▶ _DATA FOR PROCESSING_

_ _ _ _

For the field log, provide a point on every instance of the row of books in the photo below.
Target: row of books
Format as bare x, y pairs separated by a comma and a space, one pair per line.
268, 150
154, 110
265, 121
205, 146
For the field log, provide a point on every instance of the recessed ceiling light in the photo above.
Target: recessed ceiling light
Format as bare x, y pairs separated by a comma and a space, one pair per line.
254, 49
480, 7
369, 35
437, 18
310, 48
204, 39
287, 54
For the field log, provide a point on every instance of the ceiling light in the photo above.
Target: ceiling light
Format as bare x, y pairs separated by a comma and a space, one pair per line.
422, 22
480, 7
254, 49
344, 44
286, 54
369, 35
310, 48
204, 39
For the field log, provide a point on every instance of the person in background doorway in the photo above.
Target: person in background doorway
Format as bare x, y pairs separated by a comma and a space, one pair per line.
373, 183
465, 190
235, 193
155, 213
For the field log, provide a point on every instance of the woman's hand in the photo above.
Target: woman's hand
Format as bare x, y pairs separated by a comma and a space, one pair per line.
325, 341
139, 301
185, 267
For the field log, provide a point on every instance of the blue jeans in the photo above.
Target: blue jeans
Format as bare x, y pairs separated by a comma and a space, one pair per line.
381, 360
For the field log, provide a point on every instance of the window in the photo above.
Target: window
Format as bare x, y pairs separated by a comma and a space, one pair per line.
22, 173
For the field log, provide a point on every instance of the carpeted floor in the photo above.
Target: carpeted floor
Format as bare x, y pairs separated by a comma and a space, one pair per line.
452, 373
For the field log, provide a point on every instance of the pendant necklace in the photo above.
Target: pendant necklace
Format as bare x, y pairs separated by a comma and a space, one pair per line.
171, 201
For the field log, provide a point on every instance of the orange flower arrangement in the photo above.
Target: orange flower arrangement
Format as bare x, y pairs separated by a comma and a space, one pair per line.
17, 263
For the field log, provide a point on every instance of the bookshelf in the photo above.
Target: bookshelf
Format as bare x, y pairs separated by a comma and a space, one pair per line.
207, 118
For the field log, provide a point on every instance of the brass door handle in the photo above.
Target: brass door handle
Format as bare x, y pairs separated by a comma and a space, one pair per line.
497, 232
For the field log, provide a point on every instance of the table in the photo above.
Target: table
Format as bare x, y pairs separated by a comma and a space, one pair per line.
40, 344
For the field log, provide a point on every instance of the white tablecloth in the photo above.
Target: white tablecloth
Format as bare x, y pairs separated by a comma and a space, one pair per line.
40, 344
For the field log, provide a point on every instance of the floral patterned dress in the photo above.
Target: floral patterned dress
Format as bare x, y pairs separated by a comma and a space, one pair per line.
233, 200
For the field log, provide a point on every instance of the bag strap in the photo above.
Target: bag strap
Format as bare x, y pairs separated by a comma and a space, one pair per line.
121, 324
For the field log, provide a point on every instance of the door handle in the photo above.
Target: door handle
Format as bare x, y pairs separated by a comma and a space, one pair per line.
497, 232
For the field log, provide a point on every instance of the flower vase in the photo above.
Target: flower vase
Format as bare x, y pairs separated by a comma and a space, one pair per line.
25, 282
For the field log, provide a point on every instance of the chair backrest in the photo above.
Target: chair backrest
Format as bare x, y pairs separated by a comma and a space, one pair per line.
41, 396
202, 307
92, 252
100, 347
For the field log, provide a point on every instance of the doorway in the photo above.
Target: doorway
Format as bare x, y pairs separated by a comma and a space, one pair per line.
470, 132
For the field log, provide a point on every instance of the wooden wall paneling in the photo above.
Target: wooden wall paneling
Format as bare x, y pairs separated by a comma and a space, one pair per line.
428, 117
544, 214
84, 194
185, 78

_ _ _ _

▶ _WORK TO BE COMPLETED_
Taking the lines above, repeat exactly those from the line that contains "bookshelf in the photo above." through the line that contains "Target: brass door handle", and both of those lines as well. Include nothing else.

▶ _TASK RESULT_
For the field log, provide a point on every instance of the bookshelf in the photo above.
Target: bookshelf
Format as bare x, y pairs separated by a comma and a space, one pair per line.
207, 118
For the field log, provide a point on every instance of the brass door handle in the photo above.
Target: brass door handle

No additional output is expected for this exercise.